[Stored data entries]

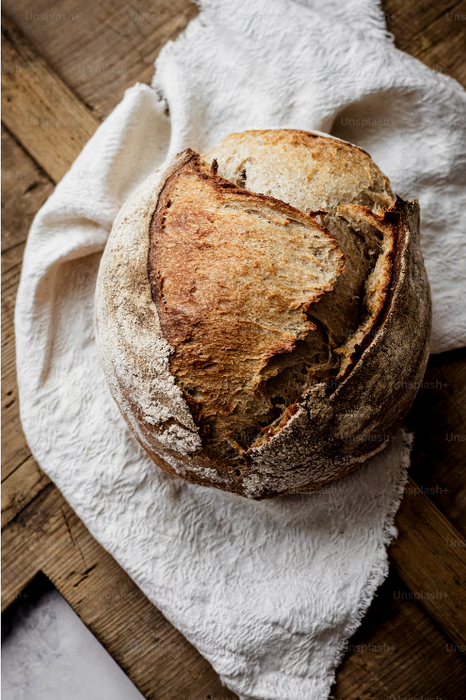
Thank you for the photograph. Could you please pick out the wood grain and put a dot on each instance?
(428, 31)
(41, 530)
(52, 124)
(430, 557)
(48, 536)
(105, 47)
(400, 652)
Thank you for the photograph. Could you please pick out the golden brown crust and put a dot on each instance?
(233, 274)
(345, 412)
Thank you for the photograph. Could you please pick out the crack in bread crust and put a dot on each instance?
(233, 275)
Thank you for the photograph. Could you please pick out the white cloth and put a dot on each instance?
(267, 591)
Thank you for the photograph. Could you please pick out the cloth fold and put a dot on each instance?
(268, 591)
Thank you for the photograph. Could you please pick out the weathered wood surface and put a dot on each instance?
(87, 67)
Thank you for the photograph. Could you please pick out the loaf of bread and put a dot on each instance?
(263, 312)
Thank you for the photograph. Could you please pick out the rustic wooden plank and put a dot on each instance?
(428, 30)
(430, 557)
(400, 652)
(39, 109)
(387, 677)
(48, 536)
(438, 420)
(101, 49)
(25, 187)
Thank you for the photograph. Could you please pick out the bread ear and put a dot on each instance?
(172, 383)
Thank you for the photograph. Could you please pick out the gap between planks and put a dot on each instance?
(34, 94)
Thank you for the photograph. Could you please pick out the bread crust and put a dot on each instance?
(330, 430)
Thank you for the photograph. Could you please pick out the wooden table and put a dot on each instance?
(65, 67)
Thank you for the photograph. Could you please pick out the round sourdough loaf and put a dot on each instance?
(263, 312)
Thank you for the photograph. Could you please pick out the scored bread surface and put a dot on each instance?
(269, 270)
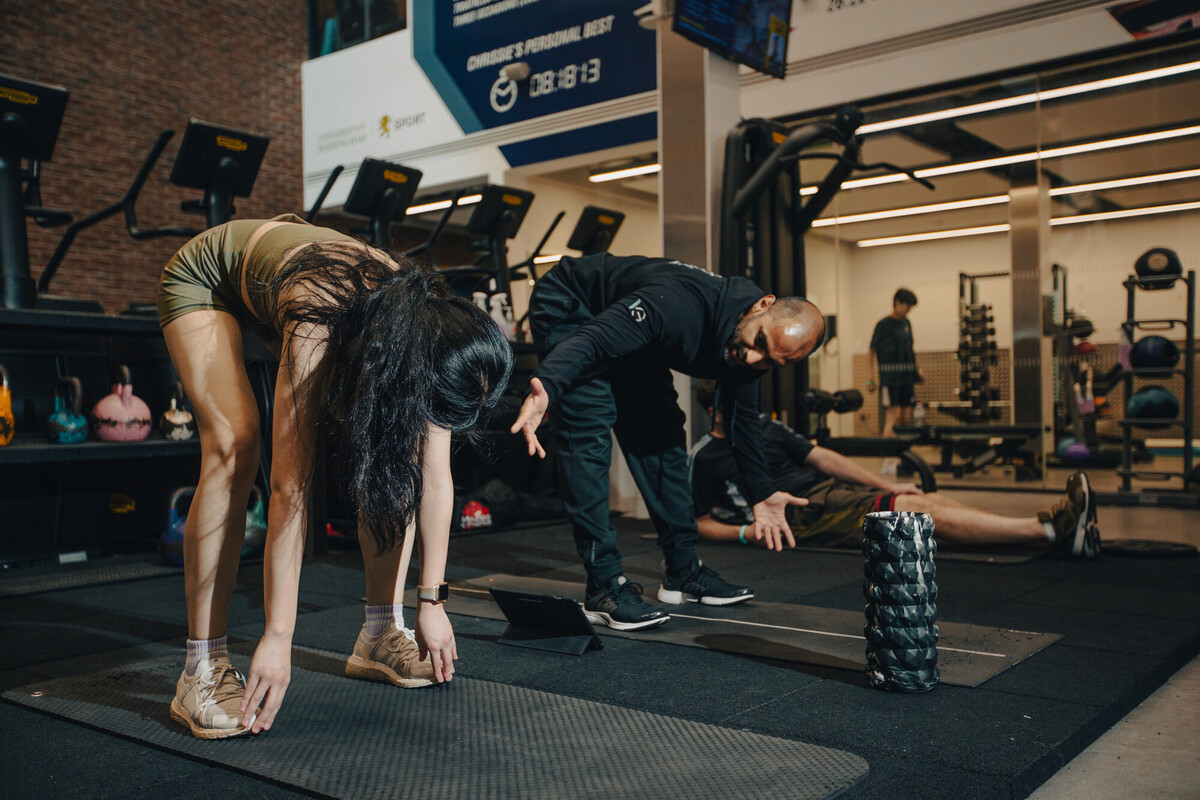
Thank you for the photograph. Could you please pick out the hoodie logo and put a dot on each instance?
(637, 311)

* _REQUIRED WORK_: Return all the records above exactly, pictures omitted.

* _RESPONSE TO THE TASK_:
Thank you for the photograph. Could you please pick out the wood grain and put a dot on each instance?
(428, 31)
(41, 530)
(52, 124)
(430, 557)
(48, 536)
(105, 47)
(400, 652)
Thank you for the photograph. Could you please pick out the golden brown crust and put a dot on each instance?
(233, 274)
(345, 412)
Thank you for the photograph. Could you please pick out the crack in bread crust and put a dot on each instance?
(233, 275)
Thank you for the photograph. Could you please pick out the white cloth and put a dot on each instance?
(267, 591)
Thank you for the photograph. Could you please pick out the cloth fold and put a dot on each instance?
(268, 591)
Thank you for the photograph. Could you please pick out the weathered wood surface and put a dot on each instance?
(87, 67)
Thank you for the photograph. Could you please pick out the loaf of bread and put a dot on each instance?
(263, 312)
Thank you for the photograph. Could you please pick out the rustic wooden plank and put a dot on each instance?
(428, 30)
(430, 557)
(400, 652)
(39, 109)
(387, 677)
(48, 536)
(438, 420)
(101, 49)
(25, 187)
Thank you for the photograph. Could you please pick out the bread ear and put a dot on each instance?
(172, 383)
Thank you for the photograph. Could you please pick out the gap between planks and put a dot on each instance?
(34, 94)
Thank you for the photograph. Could you please pick out the bread crust and put a dot on each instance?
(330, 430)
Thank you for the photograph. Could you please pick out the wooden table and put a dot on each instance?
(65, 67)
Thank you for the photograph. Could you please pick out the round sourdough loaf and put a dot on each instance?
(263, 312)
Thank you for the photograph. Could you please pick out the scored bread surface and put a dot on each instance?
(269, 270)
Thank you for the photograph. Could you please pick out the hoodie logo and put a dot on each instance?
(637, 311)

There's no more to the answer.